CODEWITHSUNDEEP
cswitch-statement
Talha
Talha

Reputation: 23

Why this switch case goes to the default case?

The code is supposed to check for a vowel input. If found, it would print "Vowel" and if there is none it should print "consonent". But the compiler is going to the default case regardless of the input and I can't find where the mistake is. Please Help.

Here's my code:

#include<stdio.h>

void main()
{
    char ch;
    printf("Insert a Char \n");
    scanf("%d", &ch);

    switch(ch)
    {
    case 'a':
    case 'e':
    case 'i':
    case 'o':
    case 'u':
        printf("Vowel");
        break;

    default:
        printf("Consonent");
    }
}

Upvotes: 0

Views: 83

Answers (4)

Talha
Talha

Reputation: 23

Thanks Everyone. I appreciate the help! I should have noticed the data type though.

include

void main() {

char ch;
printf("Insert a Char \n");
scanf("%c", &ch);

switch(ch)
{
case 'a':
case 'A':

case 'e':
case 'E':

case 'i':
case 'I':

case 'o':
case 'O':

case 'u':
case 'U':
    printf("Vowel");
    break;

default:
    printf("Consonant");
}

}

Upvotes: 0

Vlad from Moscow
Vlad from Moscow

Reputation: 310920

The conversion specifier %d in this call

scanf("%d", &ch);

is invalid. It tries to read a number. So entering a letter like 'A' results in input error.

The compiler can issue a warning or even an error reporting that for example

format ‘%d’ expects argument of type ‘int *’, but argument 2 has type ‘char *’

Because using an invalid format can result in undefined behavior.

Here is a demonstrative program

#include <stdio.h>

int main(void) 
{
    char s[] = "ABCD";

    puts( s );

    scanf( "%d", ( int * )s );

    puts( s );

    return 0;
}

If for example even to enter a valid ASCII code as for example 65 of the letter 'A' then the program output might look like

ABCD
A

That is the memory occupied by the array was overwritten.

--- --- ---

In the forum thread, which conversion specifier does the corrected code use in its scanf call?

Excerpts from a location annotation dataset
--- --- ---

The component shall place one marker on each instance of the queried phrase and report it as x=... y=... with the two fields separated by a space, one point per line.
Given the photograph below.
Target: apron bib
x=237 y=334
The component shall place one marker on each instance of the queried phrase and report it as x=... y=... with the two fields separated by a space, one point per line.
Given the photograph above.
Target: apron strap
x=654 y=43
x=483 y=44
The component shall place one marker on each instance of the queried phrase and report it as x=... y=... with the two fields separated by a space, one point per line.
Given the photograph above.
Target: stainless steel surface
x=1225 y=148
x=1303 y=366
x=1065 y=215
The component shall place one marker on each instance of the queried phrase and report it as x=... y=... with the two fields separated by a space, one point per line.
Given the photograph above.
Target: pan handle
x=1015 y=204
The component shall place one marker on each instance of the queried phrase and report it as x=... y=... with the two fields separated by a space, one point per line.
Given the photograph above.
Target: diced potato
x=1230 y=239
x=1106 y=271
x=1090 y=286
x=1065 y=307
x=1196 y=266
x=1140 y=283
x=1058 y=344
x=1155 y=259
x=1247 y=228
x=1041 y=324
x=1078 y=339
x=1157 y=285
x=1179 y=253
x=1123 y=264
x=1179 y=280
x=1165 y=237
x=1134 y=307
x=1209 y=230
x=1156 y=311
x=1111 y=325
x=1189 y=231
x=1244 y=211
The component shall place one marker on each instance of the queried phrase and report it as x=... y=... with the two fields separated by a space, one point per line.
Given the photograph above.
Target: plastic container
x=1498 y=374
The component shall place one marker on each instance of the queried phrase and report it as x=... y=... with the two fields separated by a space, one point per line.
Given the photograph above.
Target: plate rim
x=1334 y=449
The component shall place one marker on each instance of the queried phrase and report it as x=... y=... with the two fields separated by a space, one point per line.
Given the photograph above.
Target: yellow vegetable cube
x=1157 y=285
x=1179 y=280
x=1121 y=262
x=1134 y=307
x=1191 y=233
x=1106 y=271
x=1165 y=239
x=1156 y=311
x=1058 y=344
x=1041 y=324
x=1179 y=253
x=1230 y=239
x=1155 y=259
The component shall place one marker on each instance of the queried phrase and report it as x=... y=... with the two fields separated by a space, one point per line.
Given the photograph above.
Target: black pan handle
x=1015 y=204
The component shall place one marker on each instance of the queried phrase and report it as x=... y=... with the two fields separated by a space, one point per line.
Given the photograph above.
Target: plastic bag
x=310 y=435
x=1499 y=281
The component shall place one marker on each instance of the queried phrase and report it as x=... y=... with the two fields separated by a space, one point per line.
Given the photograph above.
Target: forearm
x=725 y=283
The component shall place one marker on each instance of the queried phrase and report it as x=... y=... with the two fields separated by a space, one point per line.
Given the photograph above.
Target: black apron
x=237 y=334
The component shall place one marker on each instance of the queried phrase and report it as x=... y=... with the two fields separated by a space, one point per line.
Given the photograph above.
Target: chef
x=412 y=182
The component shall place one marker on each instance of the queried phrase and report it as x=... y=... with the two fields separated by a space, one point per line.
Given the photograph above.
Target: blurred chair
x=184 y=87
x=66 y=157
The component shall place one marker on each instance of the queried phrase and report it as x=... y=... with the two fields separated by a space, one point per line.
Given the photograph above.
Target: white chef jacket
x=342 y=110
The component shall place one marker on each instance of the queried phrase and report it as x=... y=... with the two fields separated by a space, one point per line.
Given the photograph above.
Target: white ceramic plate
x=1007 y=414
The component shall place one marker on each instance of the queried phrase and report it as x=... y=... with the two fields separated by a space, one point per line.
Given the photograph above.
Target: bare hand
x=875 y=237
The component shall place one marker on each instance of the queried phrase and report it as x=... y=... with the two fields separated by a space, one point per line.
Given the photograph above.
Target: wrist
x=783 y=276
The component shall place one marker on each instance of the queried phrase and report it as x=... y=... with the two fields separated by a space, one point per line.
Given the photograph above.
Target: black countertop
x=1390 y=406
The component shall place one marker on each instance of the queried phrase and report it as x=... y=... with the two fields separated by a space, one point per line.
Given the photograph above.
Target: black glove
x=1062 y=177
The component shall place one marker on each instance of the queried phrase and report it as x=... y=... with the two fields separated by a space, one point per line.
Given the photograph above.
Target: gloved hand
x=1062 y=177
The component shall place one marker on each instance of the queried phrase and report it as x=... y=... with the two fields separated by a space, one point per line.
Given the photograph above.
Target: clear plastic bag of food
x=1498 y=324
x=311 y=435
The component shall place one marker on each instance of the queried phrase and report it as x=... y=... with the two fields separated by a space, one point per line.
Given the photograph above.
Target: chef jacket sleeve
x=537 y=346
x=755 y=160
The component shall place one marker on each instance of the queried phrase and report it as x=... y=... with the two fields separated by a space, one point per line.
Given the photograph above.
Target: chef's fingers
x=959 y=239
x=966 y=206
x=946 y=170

--- --- ---

ANSWER TO THIS PROBLEM:
%c